====== Ausgangstext ======

Hannes Wader ist der melancholische, wenn auch abgeklärte Geschichtenerzähler geblieben, der von den täglichen Kleinigkeiten singt, ein wenig flunkert und doch bei der Wahrheit bleibt. Wer ihm je unterstellt haben mag, ein gestriger Klassenkämpfer gewesen zu sein, hat seinen Irrtum gewiß schon lange eingesehen. Leuten wie Hannes Wader, Hermann van Veen, Klaus Hoffmann, Reinhard Mey oder Robert Long sollte man aufmerksam zuhören, hätte man immer schon zuhören sollen. Wir haben doch die Schallplatten – legen wir sie öfter auf…
Seit der große Moralist Hanns Dieter Hüsch abgetreten war, lag die Last der Mahnung allein auf den Schultern von Sängern wie Hannes Wader. Nun hat er sich verdient von der Bühne zurückgezogen, sein Schatz an großartigen, ehrlichen, frechen, melancholischen, manchmal etwas verrückten und vor allem moralischen Liedern aber bleibt präsent. Für Hannes Wader und sein Werk gibt es unser Prädikat, den Musenkuß. Unsere Schallplatte der Woche. Danke, Hannes Wader!

======

▶ Schriftlicher Auftrag A:
Kannst du den Text über Hannes Wader vollständig und ohne jede Änderung abtippen?
Der Text und die Auflistung haben nichts miteinander zu tun.

====== Bereitgestellte Daten ======

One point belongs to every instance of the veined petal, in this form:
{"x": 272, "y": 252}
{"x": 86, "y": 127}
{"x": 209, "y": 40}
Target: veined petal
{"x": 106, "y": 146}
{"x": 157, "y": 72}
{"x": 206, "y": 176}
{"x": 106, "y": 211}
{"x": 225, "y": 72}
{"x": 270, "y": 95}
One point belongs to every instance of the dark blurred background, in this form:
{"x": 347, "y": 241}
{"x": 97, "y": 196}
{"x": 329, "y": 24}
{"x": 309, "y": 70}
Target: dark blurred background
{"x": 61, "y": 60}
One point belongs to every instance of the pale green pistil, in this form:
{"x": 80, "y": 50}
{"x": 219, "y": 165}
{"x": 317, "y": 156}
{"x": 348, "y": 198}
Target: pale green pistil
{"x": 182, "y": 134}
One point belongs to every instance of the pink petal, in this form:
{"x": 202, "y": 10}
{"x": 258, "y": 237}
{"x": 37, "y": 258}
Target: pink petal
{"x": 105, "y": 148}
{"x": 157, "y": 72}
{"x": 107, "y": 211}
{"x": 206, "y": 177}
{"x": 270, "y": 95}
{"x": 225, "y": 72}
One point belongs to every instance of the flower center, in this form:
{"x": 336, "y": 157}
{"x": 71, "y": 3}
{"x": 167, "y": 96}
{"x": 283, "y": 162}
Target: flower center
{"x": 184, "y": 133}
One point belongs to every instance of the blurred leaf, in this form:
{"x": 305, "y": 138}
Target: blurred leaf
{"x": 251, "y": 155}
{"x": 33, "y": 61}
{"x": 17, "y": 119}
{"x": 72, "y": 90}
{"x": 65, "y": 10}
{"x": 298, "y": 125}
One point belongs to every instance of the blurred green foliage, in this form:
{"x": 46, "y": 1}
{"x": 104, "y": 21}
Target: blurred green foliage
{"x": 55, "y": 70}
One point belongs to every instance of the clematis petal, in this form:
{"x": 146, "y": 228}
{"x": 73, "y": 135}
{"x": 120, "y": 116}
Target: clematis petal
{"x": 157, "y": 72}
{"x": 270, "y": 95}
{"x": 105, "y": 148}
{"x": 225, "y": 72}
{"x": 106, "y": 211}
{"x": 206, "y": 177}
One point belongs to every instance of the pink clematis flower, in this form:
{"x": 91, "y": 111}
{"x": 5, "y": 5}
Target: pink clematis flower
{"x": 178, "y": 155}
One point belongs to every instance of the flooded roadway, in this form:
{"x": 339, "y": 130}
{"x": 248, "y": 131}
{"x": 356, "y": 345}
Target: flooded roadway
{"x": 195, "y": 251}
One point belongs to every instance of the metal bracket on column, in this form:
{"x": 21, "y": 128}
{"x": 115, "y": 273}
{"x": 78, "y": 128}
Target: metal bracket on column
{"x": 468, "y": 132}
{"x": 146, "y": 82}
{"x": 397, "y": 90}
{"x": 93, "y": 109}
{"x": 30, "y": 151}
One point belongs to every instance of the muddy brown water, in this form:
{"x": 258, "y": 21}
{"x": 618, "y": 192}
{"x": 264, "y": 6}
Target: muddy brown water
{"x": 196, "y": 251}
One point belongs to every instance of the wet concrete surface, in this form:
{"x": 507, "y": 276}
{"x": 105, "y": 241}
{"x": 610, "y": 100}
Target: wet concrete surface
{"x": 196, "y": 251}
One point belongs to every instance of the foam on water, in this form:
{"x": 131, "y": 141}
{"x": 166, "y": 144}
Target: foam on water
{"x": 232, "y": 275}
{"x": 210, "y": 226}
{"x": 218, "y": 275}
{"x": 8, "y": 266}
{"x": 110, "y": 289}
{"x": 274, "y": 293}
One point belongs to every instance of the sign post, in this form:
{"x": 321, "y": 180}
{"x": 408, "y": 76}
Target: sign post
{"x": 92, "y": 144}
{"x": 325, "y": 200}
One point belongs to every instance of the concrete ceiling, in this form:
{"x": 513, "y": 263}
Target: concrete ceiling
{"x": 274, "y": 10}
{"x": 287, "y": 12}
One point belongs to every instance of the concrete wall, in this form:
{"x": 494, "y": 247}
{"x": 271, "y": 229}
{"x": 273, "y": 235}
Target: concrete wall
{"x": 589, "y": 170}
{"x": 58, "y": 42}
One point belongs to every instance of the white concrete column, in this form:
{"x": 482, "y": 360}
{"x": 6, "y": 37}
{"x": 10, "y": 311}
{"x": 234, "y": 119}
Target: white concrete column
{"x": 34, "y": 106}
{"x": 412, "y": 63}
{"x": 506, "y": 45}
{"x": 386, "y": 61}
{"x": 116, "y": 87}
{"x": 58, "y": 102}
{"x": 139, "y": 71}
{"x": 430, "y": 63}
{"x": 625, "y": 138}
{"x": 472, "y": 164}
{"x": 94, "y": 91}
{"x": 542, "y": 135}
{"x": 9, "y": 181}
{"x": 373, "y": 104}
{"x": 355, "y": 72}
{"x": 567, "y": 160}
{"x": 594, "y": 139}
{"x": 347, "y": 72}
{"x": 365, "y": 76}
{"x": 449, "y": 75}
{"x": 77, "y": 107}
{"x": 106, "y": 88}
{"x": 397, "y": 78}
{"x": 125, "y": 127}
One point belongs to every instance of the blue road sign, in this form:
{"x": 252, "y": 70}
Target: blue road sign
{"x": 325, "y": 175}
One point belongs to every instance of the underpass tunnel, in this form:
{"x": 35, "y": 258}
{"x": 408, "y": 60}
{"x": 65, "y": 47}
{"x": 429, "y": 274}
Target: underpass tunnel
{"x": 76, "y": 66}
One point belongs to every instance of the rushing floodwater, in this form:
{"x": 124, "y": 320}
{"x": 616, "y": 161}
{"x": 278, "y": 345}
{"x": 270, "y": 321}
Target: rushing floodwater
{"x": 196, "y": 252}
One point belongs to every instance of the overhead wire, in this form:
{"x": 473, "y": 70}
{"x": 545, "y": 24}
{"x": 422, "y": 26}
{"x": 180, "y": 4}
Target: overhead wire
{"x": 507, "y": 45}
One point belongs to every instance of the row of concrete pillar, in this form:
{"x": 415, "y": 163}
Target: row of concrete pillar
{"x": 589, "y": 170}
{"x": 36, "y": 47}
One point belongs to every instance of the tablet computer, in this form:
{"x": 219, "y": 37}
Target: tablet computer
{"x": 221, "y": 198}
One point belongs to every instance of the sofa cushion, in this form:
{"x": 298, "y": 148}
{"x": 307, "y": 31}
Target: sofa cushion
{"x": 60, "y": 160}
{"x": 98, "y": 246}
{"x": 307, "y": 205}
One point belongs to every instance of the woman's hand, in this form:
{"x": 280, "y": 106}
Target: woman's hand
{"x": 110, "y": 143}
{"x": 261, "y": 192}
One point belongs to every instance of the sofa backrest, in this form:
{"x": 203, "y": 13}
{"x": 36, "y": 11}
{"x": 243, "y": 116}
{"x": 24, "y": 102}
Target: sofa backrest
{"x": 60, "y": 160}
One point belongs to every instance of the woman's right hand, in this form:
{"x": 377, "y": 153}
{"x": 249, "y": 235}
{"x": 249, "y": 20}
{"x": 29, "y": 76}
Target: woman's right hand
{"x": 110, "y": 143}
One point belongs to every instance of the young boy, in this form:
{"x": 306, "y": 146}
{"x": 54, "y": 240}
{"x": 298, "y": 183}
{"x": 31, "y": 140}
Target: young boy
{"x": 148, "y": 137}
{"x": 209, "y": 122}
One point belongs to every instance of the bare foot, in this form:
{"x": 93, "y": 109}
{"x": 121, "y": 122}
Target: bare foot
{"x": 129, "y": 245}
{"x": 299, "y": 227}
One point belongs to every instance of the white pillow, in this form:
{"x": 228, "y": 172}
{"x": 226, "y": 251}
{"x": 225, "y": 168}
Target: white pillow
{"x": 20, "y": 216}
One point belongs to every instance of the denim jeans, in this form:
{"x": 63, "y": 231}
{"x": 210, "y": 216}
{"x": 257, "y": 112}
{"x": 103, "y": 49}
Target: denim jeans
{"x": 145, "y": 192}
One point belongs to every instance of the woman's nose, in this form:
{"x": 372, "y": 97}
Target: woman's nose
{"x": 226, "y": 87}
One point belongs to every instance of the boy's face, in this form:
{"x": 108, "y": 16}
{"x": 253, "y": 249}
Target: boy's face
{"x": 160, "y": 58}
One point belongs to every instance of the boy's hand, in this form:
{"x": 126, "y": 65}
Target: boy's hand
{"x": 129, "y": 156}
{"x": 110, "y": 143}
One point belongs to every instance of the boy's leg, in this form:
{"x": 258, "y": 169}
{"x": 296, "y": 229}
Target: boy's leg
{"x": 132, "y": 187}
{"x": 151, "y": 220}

======

▶ Schriftlicher Auftrag B:
Welche Zeilen der Auflistung enthalten das Wort "hand"? Zieh jede davon unverändert heraus.

▶ Lösung der Übung A:
Hannes Wader ist der melancholische, wenn auch abgeklärte Geschichtenerzähler geblieben, der von den täglichen Kleinigkeiten singt, ein wenig flunkert und doch bei der Wahrheit bleibt. Wer ihm je unterstellt haben mag, ein gestriger Klassenkämpfer gewesen zu sein, hat seinen Irrtum gewiß schon lange eingesehen. Leuten wie Hannes Wader, Hermann van Veen, Klaus Hoffmann, Reinhard Mey oder Robert Long sollte man aufmerksam zuhören, hätte man immer schon zuhören sollen. Wir haben doch die Schallplatten – legen wir sie öfter auf…
Seit der große Moralist Hanns Dieter Hüsch abgetreten war, lag die Last der Mahnung allein auf den Schultern von Sängern wie Hannes Wader. Nun hat er sich verdient von der Bühne zurückgezogen, sein Schatz an großartigen, ehrlichen, frechen, melancholischen, manchmal etwas verrückten und vor allem moralischen Liedern aber bleibt präsent. Für Hannes Wader und sein Werk gibt es unser Prädikat, den Musenkuß. Unsere Schallplatte der Woche. Danke, Hannes Wader!

▶ Lösung der Übung B:
One point belongs to every instance of the woman's hand, in this form:
Target: woman's hand
One point belongs to every instance of the woman's right hand, in this form:
Target: woman's right hand
One point belongs to every instance of the boy's hand, in this form:
Target: boy's hand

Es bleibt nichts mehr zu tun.